[BEGIN SELECTION]

The ‘Grexit’ Issue and the Problem of Free Trade By George Friedman
The Greek crisis is moving toward a climax. The issue is actually quite simple. The Greek government owes a great deal of money to European institutions and the International Monetary Fund. It has accumulated this debt over time, but it has become increasingly difficult for Greece to meet its payments. If Greece doesn’t meet these payments, the IMF and European institutions have said they will not extend any more loans to Greece. Greece must make a calculation. If it pays the loans on time and receives additional funding, will it be better off than not paying the loans and being cut off from more?
Obviously, the question is more complex. It is not clear that if the Greeks refuse to pay, they will be cut off from further loans. First, the other side might be bluffing, as it has in the past. Second, if they do pay the next round, and they do get the next tranche of funding, is this simply kicking the can down the road? Does it solve Greece’s underlying problem, which is that its debt structure is unsustainable? In a world that contains Argentina and American Airlines, we have learned that bankruptcy and lack of access to credit markets do not necessarily go hand in hand.

[END SELECTION]

STATED EXERCISE 1
In the Greek crisis article:
(a) To whom does the Greek government owe a great deal of money?
(b) What does the article call Greece's underlying problem?
(c) Which two examples show that bankruptcy and lack of access to credit markets need not go together?
STATED EXERCISE 2
Could you carry the article on the Greek crisis forward from its final sentence?

[BEGIN DATASET SECTION]

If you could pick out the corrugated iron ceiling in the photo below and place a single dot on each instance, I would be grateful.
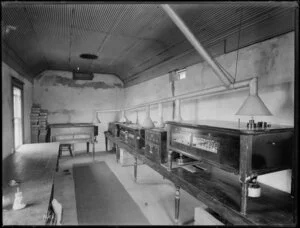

[END DATASET SECTION]

OUTPUT 1
(a) European institutions and the International Monetary Fund.
(b) Its debt structure is unsustainable.
(c) Argentina and American Airlines.

OUTPUT 2
To understand what might happen, we need to look at Hungary. Hungary did not join the euro, and its currency, the forint, had declined in value. Mortgages taken out by Hungarians denominated in euros, Swiss francs and yen spiraled in terms of forints, and large numbers of Hungarians faced foreclosure from European banks. In a complex move, the Hungarian government declared that these debts would be repaid in forints. The banks by and large accepted Prime Minister Viktor Orban’s terms, and the European Union grumbled but went along. Hungary was not the only country to experience this problem, but its response was the most assertive.
A strategy inspired by Budapest would have the Greeks print drachmas and announce (not offer) that the debt would be repaid in that currency. The euro could still circulate in Greece and be legal tender, but the government would pay its debts in drachmas.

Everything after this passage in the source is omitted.